DOEL OEFENING: Typ alle onderstaande gegevens letterlijk over, zonder iets te wijzigen.

───── FRAGMENTEN GEGEVENS ─────

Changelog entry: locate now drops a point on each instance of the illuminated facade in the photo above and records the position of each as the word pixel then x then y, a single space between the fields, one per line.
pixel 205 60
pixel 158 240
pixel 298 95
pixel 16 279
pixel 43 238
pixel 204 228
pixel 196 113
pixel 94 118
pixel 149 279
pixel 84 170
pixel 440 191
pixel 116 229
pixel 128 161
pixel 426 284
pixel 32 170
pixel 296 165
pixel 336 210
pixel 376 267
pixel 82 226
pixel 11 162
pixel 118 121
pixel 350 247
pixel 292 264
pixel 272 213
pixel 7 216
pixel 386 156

─────

UITVOER OPDRACHT:
Changelog entry: locate now drops a point on each instance of the illuminated facade in the photo above and records the position of each as the word pixel then x then y, a single space between the fields, one per line.
pixel 205 60
pixel 158 240
pixel 298 95
pixel 16 279
pixel 43 238
pixel 204 228
pixel 196 113
pixel 94 118
pixel 149 279
pixel 84 170
pixel 440 191
pixel 116 229
pixel 128 161
pixel 426 284
pixel 32 170
pixel 296 165
pixel 336 210
pixel 376 267
pixel 82 226
pixel 11 162
pixel 118 121
pixel 350 247
pixel 292 264
pixel 272 213
pixel 7 216
pixel 386 156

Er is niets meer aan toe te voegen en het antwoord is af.